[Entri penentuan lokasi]
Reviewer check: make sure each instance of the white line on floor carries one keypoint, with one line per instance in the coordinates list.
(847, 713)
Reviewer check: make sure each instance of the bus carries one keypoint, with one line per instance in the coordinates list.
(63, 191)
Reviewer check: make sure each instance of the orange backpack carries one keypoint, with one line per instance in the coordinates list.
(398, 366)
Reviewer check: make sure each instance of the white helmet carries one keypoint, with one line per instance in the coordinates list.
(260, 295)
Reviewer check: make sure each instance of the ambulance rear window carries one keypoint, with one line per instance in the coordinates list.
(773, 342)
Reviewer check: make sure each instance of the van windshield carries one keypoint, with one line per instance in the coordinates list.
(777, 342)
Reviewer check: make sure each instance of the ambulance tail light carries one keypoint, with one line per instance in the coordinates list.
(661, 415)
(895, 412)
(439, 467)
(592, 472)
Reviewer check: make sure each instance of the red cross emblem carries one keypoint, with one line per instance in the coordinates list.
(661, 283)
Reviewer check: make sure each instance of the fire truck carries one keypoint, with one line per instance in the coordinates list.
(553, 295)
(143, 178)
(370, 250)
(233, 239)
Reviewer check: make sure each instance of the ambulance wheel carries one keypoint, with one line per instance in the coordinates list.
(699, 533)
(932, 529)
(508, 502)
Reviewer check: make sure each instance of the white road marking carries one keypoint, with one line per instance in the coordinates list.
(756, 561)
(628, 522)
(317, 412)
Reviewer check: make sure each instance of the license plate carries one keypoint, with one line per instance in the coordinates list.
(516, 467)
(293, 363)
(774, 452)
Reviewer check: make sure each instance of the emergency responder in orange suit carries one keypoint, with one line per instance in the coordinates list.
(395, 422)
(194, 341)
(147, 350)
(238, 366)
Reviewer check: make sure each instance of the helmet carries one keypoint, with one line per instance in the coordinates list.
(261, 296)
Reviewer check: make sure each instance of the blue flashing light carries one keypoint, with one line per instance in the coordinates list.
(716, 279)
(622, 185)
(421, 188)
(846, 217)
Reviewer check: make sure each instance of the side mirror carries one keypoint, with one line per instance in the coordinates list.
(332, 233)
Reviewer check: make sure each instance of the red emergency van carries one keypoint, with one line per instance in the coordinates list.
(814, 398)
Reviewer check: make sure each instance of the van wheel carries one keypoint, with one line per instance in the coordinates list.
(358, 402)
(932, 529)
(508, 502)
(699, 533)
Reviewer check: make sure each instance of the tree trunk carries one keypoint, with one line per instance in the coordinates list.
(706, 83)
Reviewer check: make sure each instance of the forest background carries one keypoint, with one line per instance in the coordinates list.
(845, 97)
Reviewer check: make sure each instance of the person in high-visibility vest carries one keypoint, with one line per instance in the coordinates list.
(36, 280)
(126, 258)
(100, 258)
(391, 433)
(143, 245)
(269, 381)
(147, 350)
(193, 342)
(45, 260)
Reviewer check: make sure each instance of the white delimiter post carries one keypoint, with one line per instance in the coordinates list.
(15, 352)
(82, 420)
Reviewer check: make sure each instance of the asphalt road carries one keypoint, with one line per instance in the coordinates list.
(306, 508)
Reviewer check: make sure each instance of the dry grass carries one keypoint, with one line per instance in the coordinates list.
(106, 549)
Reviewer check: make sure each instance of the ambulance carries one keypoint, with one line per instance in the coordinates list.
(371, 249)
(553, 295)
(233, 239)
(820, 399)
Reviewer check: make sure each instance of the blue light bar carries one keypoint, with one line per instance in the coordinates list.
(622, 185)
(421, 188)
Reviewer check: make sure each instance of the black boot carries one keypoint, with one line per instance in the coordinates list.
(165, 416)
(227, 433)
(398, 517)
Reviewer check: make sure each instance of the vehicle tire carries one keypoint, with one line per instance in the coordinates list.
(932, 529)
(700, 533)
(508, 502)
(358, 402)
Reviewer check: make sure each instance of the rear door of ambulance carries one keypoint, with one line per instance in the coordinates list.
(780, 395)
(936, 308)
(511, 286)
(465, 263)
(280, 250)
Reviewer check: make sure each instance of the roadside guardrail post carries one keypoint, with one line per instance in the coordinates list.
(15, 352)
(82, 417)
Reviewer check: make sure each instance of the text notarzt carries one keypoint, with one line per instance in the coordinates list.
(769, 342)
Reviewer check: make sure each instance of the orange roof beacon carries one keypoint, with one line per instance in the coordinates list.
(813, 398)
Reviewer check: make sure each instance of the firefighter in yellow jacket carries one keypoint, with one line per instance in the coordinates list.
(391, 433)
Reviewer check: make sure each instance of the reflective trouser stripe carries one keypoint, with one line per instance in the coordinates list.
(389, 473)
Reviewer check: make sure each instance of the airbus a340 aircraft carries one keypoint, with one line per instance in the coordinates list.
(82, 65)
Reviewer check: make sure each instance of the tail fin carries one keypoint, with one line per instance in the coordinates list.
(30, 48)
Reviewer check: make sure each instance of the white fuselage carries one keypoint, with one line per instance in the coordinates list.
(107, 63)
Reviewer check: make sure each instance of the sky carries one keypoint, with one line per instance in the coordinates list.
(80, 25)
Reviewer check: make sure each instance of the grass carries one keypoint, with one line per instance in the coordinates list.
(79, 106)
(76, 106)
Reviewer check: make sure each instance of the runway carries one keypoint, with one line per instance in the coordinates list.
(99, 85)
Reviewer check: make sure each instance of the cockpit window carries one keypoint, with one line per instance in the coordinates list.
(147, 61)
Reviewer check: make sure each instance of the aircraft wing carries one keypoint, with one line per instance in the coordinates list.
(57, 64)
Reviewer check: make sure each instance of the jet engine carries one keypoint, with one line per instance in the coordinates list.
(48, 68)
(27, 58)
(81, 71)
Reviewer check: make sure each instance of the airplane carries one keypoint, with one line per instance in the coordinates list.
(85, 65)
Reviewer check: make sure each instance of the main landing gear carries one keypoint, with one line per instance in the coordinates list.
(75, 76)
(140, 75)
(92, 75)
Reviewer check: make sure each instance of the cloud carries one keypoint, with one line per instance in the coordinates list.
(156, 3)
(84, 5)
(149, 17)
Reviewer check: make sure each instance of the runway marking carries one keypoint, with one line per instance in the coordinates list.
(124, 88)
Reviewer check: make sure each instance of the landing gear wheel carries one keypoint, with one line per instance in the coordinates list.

▶ [SOAL TUGAS]:
Ubah semua item di atas menjadi tabel Markdown dengan kolom "No." untuk nomor urut dan "Isi" untuk teks setiap baris. Lewati baris yang kosong.

▶ [JAWABAN SOAL]:
| No. | Isi |
|---|---|
| 1 | Reviewer check: make sure each instance of the white line on floor carries one keypoint, with one line per instance in the coordinates list. |
| 2 | (847, 713) |
| 3 | Reviewer check: make sure each instance of the bus carries one keypoint, with one line per instance in the coordinates list. |
| 4 | (63, 191) |
| 5 | Reviewer check: make sure each instance of the orange backpack carries one keypoint, with one line per instance in the coordinates list. |
| 6 | (398, 366) |
| 7 | Reviewer check: make sure each instance of the white helmet carries one keypoint, with one line per instance in the coordinates list. |
| 8 | (260, 295) |
| 9 | Reviewer check: make sure each instance of the ambulance rear window carries one keypoint, with one line per instance in the coordinates list. |
| 10 | (773, 342) |
| 11 | Reviewer check: make sure each instance of the van windshield carries one keypoint, with one line per instance in the coordinates list. |
| 12 | (777, 342) |
| 13 | Reviewer check: make sure each instance of the ambulance tail light carries one keypoint, with one line per instance in the coordinates list. |
| 14 | (661, 415) |
| 15 | (895, 412) |
| 16 | (439, 467) |
| 17 | (592, 472) |
| 18 | Reviewer check: make sure each instance of the red cross emblem carries one keypoint, with one line per instance in the coordinates list. |
| 19 | (661, 283) |
| 20 | Reviewer check: make sure each instance of the fire truck carries one keypoint, with one line per instance in the coordinates list. |
| 21 | (553, 295) |
| 22 | (143, 178) |
| 23 | (370, 250) |
| 24 | (233, 239) |
| 25 | Reviewer check: make sure each instance of the ambulance wheel carries one keypoint, with one line per instance in the coordinates list. |
| 26 | (699, 533) |
| 27 | (932, 529) |
| 28 | (508, 502) |
| 29 | Reviewer check: make sure each instance of the white road marking carries one keypoint, with one line per instance in the coordinates list. |
| 30 | (756, 561) |
| 31 | (628, 522) |
| 32 | (317, 412) |
| 33 | Reviewer check: make sure each instance of the license plate carries one keypoint, with one line per instance in the coordinates list. |
| 34 | (516, 467) |
| 35 | (293, 363) |
| 36 | (774, 452) |
| 37 | Reviewer check: make sure each instance of the emergency responder in orange suit carries one keypoint, with one line per instance in the coordinates list. |
| 38 | (395, 422) |
| 39 | (194, 341) |
| 40 | (147, 350) |
| 41 | (238, 366) |
| 42 | Reviewer check: make sure each instance of the helmet carries one keypoint, with one line per instance in the coordinates list. |
| 43 | (261, 296) |
| 44 | Reviewer check: make sure each instance of the blue flashing light carries one keypoint, with one line per instance in the coordinates list. |
| 45 | (716, 279) |
| 46 | (622, 185) |
| 47 | (421, 188) |
| 48 | (846, 217) |
| 49 | Reviewer check: make sure each instance of the side mirror carries one keypoint, with one line per instance in the coordinates list. |
| 50 | (332, 233) |
| 51 | Reviewer check: make sure each instance of the red emergency van carries one keypoint, with one line per instance in the coordinates list. |
| 52 | (814, 398) |
| 53 | Reviewer check: make sure each instance of the van wheel carries one keypoint, with one line per instance in the coordinates list. |
| 54 | (358, 402) |
| 55 | (932, 529) |
| 56 | (508, 502) |
| 57 | (699, 533) |
| 58 | Reviewer check: make sure each instance of the tree trunk carries one keypoint, with one line per instance in the coordinates list. |
| 59 | (706, 83) |
| 60 | Reviewer check: make sure each instance of the forest background carries one keypoint, with one line per instance in the coordinates list. |
| 61 | (845, 97) |
| 62 | Reviewer check: make sure each instance of the person in high-visibility vest carries one keypoint, with one line per instance in the coordinates list. |
| 63 | (36, 280) |
| 64 | (126, 258) |
| 65 | (100, 258) |
| 66 | (391, 433) |
| 67 | (143, 245) |
| 68 | (269, 381) |
| 69 | (147, 350) |
| 70 | (193, 342) |
| 71 | (45, 260) |
| 72 | Reviewer check: make sure each instance of the white delimiter post carries one keypoint, with one line per instance in the coordinates list. |
| 73 | (15, 352) |
| 74 | (82, 420) |
| 75 | Reviewer check: make sure each instance of the asphalt road carries one keypoint, with one line per instance in the coordinates list. |
| 76 | (306, 508) |
| 77 | Reviewer check: make sure each instance of the dry grass carries one keypoint, with one line per instance in the coordinates list. |
| 78 | (106, 549) |
| 79 | Reviewer check: make sure each instance of the ambulance carries one keypoint, with one line per instance in the coordinates list. |
| 80 | (371, 249) |
| 81 | (553, 295) |
| 82 | (233, 239) |
| 83 | (820, 399) |
| 84 | Reviewer check: make sure each instance of the blue light bar carries one keypoint, with one line per instance in the coordinates list. |
| 85 | (622, 185) |
| 86 | (421, 188) |
| 87 | Reviewer check: make sure each instance of the black boot carries one keypoint, with one line per instance in the coordinates list. |
| 88 | (165, 416) |
| 89 | (227, 433) |
| 90 | (398, 517) |
| 91 | Reviewer check: make sure each instance of the vehicle tire carries one keypoint, with one line per instance in the coordinates list. |
| 92 | (932, 529) |
| 93 | (700, 533) |
| 94 | (508, 502) |
| 95 | (358, 402) |
| 96 | Reviewer check: make sure each instance of the rear door of ambulance carries one keypoint, with one line per instance in the coordinates list. |
| 97 | (780, 395) |
| 98 | (936, 308) |
| 99 | (511, 286) |
| 100 | (465, 263) |
| 101 | (280, 250) |
| 102 | Reviewer check: make sure each instance of the roadside guardrail post carries one keypoint, with one line per instance in the coordinates list. |
| 103 | (15, 352) |
| 104 | (82, 417) |
| 105 | Reviewer check: make sure each instance of the text notarzt carries one keypoint, with one line per instance in the coordinates list. |
| 106 | (769, 342) |
| 107 | Reviewer check: make sure each instance of the orange roof beacon carries one keypoint, with one line per instance in the coordinates list. |
| 108 | (813, 398) |
| 109 | Reviewer check: make sure each instance of the firefighter in yellow jacket carries one keypoint, with one line per instance in the coordinates list. |
| 110 | (391, 433) |
| 111 | Reviewer check: make sure each instance of the reflective trouser stripe carries one keypoint, with one line per instance in the coordinates list. |
| 112 | (389, 473) |
| 113 | Reviewer check: make sure each instance of the airbus a340 aircraft carries one keypoint, with one line per instance in the coordinates list. |
| 114 | (82, 65) |
| 115 | Reviewer check: make sure each instance of the tail fin carries one keypoint, with one line per instance in the coordinates list. |
| 116 | (30, 48) |
| 117 | Reviewer check: make sure each instance of the white fuselage carries one keypoint, with one line per instance in the coordinates list. |
| 118 | (107, 63) |
| 119 | Reviewer check: make sure each instance of the sky carries one keypoint, with one line per instance in the coordinates list. |
| 120 | (80, 25) |
| 121 | Reviewer check: make sure each instance of the grass carries one keypoint, with one line per instance in the coordinates list. |
| 122 | (79, 106) |
| 123 | (76, 106) |
| 124 | Reviewer check: make sure each instance of the runway carries one keypoint, with one line per instance in the coordinates list. |
| 125 | (99, 85) |
| 126 | Reviewer check: make sure each instance of the cockpit window carries one keypoint, with one line per instance in the coordinates list. |
| 127 | (147, 61) |
| 128 | Reviewer check: make sure each instance of the aircraft wing carries one keypoint, with one line per instance in the coordinates list. |
| 129 | (57, 64) |
| 130 | Reviewer check: make sure each instance of the jet engine carries one keypoint, with one line per instance in the coordinates list. |
| 131 | (48, 68) |
| 132 | (27, 58) |
| 133 | (81, 71) |
| 134 | Reviewer check: make sure each instance of the airplane carries one keypoint, with one line per instance in the coordinates list. |
| 135 | (85, 65) |
| 136 | Reviewer check: make sure each instance of the main landing gear carries one keypoint, with one line per instance in the coordinates list. |
| 137 | (75, 76) |
| 138 | (140, 75) |
| 139 | (92, 75) |
| 140 | Reviewer check: make sure each instance of the cloud carries one keypoint, with one line per instance in the coordinates list. |
| 141 | (156, 3) |
| 142 | (84, 5) |
| 143 | (149, 17) |
| 144 | Reviewer check: make sure each instance of the runway marking carries one keypoint, with one line per instance in the coordinates list. |
| 145 | (124, 88) |
| 146 | Reviewer check: make sure each instance of the landing gear wheel carries one keypoint, with one line per instance in the coordinates list. |